-- TAREFA PROPOSTA 1 --
Reproduza os registros a partir da linha que contém "Exercise. Pin every instance of the rocky" até o fim dos registros, substituindo "sandy beach" por "rocky shore" e mantendo todo o resto inalterado.

-- TRECHO DO TEXTO --
XIV - promover capacitações, palestras, seminários e cursos sobre alternativas penais, a fim de disseminá-las junto à sociedade, órgãos governamentais e da sociedade civil;

XV - realizar o tratamento dos dados pessoais do público atendido, observado o sigilo sobre de dados sensíveis, para coleta, sistematização e desagregação de dados relativos a:

a) pessoas, considerando as variáveis sobre raça, gênero, idade, ocupação, educação, endereço e status migratório;

b) medidas alternativas, incluindo os tipos penais, quantidade, descumprimento, atividades desenvolvidas, metodologias como grupos reflexivos e práticas restaurativas, dentre outras.

XVI - disponibilizar regularmente, em site na internet, dados anonimizados e desagregados relativos ao público atendido, a fim de facilitar o monitoramento e avaliação dos serviços e seu aperfeiçoamento.

 

§ 1º A equipe multidisciplinar da CIAP será composta por, no mínimo, profissionais das áreas de serviço social, psicologia e direito, em número proporcional à quantidade de pessoas acompanhadas, com especialidade e afinidade para o trabalho, periodicamente capacitados por meio de formação continuada.

 

§ 2º Serão promovidos mecanismos para a sustentabilidade da Política Estadual de Alternativas Penais por meio da designação de servidores para exercício de funções específicas no âmbito da CIAP.

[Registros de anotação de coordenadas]
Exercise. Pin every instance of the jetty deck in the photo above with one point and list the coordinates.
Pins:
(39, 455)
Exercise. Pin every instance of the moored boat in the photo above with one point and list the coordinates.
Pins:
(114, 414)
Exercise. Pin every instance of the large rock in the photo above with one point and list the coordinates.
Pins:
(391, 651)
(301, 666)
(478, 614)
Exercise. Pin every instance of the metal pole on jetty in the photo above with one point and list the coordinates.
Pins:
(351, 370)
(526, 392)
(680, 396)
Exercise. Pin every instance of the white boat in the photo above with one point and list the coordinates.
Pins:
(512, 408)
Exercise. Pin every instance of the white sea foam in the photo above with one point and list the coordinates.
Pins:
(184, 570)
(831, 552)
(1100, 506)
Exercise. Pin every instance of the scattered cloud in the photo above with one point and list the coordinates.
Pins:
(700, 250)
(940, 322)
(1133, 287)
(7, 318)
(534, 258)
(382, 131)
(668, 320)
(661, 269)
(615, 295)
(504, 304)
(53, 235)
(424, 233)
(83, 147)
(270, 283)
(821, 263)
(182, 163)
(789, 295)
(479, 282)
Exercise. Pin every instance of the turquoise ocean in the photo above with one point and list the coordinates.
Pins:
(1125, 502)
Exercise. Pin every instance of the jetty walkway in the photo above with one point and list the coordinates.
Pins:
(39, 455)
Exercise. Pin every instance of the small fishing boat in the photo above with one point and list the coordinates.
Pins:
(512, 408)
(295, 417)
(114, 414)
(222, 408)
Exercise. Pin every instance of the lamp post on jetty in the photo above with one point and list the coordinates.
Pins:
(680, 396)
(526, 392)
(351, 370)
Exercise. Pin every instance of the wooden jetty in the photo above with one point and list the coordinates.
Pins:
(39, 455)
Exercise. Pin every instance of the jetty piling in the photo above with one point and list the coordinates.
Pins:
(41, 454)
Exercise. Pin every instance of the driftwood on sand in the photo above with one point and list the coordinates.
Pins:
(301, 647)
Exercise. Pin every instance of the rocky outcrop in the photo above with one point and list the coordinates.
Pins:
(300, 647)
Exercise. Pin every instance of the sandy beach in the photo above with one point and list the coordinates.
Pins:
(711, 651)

-- TAREFA PROPOSTA 2 --
De acordo com o texto sobre alternativas penais, por que os dados anonimizados e desagregados do público atendido devem ser disponibilizados regularmente em site na internet?

-- SOLUÇÃO COMPLETA 1 --
Exercise. Pin every instance of the rocky outcrop in the photo above with one point and list the coordinates.
Pins:
(300, 647)
Exercise. Pin every instance of the rocky shore in the photo above with one point and list the coordinates.
Pins:
(711, 651)

-- SOLUÇÃO COMPLETA 2 --
A disponibilização regular desses dados em site na internet serve para facilitar o monitoramento e a avaliação dos serviços, bem como o seu aperfeiçoamento.